__Objective__. Please copy out the material, word for word, from the line with "One point belongs to every instance of the puddle" through the end of the material.

** START **

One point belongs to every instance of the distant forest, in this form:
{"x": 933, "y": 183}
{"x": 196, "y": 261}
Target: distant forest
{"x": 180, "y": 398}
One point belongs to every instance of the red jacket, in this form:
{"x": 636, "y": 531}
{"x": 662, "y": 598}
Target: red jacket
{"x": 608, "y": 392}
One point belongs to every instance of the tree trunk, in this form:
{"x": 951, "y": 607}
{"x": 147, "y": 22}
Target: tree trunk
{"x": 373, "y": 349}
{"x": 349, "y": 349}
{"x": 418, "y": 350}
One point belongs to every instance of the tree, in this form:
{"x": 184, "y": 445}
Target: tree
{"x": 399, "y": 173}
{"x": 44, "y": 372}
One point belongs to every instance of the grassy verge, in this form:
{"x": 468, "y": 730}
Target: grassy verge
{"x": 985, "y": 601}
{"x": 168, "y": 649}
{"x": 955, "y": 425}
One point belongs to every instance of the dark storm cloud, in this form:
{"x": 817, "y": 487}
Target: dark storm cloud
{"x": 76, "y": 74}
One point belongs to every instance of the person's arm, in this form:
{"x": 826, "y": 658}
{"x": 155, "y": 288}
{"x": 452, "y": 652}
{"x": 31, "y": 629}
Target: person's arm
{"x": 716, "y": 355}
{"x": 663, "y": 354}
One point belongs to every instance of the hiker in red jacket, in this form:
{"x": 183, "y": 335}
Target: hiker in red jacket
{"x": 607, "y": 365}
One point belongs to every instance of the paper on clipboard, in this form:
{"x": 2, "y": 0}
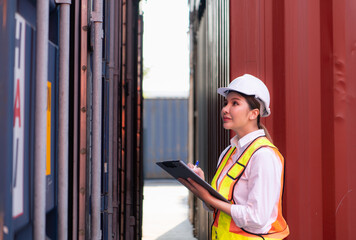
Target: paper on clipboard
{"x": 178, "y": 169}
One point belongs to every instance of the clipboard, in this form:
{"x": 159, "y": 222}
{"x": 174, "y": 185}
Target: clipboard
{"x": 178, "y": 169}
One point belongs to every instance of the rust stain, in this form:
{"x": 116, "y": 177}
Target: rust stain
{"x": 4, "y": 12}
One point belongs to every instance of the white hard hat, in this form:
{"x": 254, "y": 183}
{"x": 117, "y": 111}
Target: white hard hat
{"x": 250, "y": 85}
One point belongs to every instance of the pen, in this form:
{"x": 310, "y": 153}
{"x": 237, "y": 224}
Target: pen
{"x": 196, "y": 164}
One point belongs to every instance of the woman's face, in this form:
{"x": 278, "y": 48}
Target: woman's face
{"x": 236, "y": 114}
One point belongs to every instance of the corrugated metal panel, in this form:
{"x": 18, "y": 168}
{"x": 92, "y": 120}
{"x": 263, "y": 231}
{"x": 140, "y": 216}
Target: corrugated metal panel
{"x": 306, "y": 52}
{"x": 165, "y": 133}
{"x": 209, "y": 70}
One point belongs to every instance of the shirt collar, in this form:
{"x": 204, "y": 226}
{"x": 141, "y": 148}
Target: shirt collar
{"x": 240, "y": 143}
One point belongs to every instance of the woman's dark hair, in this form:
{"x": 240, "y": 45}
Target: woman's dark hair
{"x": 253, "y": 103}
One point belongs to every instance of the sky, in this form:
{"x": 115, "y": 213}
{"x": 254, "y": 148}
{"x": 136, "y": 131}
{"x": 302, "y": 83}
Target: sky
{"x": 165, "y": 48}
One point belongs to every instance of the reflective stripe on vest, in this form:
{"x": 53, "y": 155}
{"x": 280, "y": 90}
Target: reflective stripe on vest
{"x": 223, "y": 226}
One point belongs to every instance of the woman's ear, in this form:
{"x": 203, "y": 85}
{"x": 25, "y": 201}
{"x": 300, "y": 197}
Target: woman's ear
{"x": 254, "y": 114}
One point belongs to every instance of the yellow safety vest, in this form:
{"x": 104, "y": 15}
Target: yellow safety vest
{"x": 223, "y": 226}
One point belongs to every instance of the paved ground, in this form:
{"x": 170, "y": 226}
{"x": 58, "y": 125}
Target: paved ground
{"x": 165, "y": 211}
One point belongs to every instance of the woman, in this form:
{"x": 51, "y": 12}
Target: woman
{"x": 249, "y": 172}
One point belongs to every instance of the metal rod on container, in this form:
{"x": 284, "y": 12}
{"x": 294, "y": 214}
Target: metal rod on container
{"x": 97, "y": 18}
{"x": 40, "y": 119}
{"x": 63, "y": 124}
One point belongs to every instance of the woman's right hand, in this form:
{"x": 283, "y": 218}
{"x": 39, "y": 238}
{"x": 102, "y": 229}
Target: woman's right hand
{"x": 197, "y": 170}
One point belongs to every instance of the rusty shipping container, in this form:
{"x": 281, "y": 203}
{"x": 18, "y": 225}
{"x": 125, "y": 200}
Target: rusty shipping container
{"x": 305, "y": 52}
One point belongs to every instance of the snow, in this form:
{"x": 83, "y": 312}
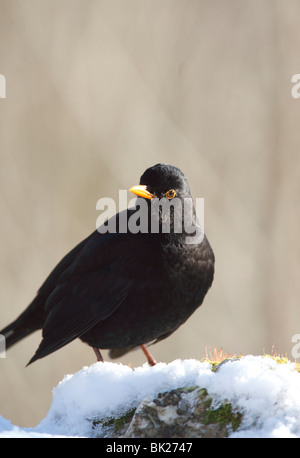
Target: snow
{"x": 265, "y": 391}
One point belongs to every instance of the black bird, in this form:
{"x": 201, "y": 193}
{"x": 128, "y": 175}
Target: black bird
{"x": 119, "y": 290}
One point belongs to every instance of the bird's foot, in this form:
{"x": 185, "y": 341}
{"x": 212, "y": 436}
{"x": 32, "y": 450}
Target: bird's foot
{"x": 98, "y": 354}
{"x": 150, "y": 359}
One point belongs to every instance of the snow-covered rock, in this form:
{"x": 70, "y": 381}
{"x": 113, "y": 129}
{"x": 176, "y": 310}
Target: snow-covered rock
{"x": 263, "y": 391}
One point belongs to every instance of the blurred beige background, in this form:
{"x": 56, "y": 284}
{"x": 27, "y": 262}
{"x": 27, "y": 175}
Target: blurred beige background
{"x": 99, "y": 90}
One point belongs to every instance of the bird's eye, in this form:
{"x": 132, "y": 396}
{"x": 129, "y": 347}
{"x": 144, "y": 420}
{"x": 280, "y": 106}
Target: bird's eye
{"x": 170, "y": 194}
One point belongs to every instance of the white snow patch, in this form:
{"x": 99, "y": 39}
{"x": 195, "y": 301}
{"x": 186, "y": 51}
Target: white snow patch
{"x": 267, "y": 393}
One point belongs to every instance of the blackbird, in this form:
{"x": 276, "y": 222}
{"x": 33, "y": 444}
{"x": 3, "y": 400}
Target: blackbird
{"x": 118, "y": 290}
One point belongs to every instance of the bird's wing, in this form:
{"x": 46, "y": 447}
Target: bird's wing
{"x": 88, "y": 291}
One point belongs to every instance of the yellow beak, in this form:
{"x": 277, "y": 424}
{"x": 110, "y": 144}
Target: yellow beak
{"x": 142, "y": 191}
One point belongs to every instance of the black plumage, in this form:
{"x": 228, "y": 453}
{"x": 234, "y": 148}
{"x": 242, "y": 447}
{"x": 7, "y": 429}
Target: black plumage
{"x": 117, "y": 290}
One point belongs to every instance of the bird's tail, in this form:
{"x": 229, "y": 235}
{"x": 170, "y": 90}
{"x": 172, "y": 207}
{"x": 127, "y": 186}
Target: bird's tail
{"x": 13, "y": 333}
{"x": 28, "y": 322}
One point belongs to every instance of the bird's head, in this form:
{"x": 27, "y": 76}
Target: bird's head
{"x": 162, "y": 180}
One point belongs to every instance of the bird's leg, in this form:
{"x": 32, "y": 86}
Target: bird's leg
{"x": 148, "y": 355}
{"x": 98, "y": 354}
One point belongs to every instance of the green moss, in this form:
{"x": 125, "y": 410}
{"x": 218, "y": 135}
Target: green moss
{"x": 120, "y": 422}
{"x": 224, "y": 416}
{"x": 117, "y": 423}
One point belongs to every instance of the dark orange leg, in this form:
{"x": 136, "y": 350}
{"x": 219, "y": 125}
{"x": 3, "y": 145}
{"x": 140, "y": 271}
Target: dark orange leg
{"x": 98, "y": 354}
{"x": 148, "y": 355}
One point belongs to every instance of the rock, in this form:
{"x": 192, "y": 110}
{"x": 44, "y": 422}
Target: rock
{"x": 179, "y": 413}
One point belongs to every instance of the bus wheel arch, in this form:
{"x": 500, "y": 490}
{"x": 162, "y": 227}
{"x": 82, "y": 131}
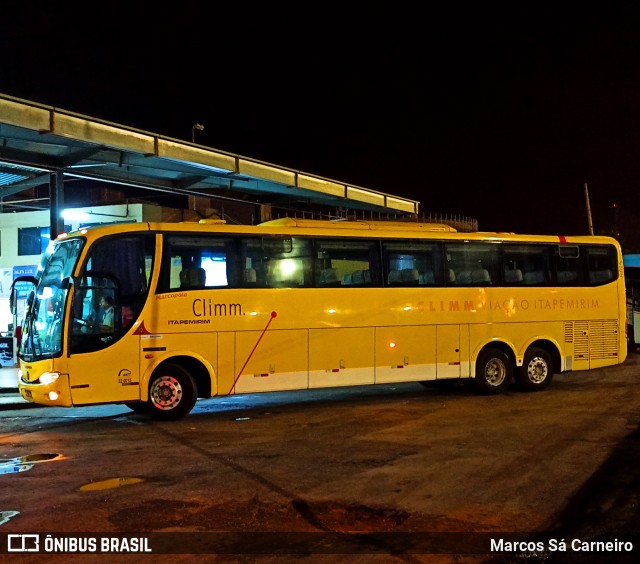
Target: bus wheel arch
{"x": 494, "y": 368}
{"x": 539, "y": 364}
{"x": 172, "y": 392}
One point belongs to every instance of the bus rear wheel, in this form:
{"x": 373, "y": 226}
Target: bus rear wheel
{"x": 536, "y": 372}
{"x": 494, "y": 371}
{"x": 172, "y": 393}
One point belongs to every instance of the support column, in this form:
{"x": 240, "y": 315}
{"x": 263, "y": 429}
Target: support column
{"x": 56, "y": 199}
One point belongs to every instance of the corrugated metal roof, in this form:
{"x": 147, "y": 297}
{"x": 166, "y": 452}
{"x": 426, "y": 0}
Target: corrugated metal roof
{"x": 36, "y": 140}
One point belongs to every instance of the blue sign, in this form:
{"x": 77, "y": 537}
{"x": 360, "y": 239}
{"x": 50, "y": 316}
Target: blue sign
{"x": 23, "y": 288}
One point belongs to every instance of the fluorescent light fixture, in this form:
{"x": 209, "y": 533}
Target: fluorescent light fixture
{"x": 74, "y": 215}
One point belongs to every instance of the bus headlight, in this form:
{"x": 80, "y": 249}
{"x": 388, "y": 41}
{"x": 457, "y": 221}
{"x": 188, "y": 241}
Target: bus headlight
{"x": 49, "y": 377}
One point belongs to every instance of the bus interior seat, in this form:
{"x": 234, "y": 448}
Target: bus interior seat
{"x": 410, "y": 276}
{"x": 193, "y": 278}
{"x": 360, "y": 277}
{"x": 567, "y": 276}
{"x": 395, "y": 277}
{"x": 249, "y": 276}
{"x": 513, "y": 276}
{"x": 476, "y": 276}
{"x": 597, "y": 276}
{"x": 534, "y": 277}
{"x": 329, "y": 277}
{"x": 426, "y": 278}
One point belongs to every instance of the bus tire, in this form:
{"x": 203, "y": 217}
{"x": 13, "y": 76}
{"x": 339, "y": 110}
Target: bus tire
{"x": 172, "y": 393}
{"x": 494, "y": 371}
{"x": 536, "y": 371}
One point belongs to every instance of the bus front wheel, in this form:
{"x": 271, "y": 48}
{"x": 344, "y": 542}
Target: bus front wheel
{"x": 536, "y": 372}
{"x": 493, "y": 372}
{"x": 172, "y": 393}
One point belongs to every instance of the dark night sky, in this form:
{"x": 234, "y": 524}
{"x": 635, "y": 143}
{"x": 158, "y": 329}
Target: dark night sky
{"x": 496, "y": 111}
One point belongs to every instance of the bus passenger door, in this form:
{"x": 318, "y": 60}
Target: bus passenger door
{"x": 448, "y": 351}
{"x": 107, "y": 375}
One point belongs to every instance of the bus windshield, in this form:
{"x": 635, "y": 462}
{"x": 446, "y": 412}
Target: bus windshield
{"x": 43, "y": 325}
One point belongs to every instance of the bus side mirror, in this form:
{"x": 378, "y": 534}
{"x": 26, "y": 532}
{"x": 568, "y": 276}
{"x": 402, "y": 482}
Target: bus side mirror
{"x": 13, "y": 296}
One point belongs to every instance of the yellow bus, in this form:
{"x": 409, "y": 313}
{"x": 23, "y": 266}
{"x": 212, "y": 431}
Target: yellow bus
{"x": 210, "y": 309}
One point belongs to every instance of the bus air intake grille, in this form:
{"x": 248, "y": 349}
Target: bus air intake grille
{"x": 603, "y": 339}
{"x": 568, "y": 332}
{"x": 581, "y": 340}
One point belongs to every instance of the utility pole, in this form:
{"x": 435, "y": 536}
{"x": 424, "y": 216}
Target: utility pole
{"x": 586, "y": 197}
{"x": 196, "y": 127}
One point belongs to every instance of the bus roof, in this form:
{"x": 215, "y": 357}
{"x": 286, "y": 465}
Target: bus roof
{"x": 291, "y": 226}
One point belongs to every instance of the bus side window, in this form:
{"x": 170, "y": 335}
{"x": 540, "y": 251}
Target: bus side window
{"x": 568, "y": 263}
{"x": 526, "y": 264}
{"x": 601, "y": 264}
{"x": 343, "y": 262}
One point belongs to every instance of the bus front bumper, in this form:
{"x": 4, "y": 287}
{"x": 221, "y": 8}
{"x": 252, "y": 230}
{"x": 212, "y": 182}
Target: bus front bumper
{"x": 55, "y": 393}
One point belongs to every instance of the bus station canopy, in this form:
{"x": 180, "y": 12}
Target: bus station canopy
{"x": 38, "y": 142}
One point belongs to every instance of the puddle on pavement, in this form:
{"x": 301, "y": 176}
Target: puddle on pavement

** END **

__The response__.
One point belongs to every instance of the puddle on pavement, in this form:
{"x": 301, "y": 176}
Target: puddle on pavement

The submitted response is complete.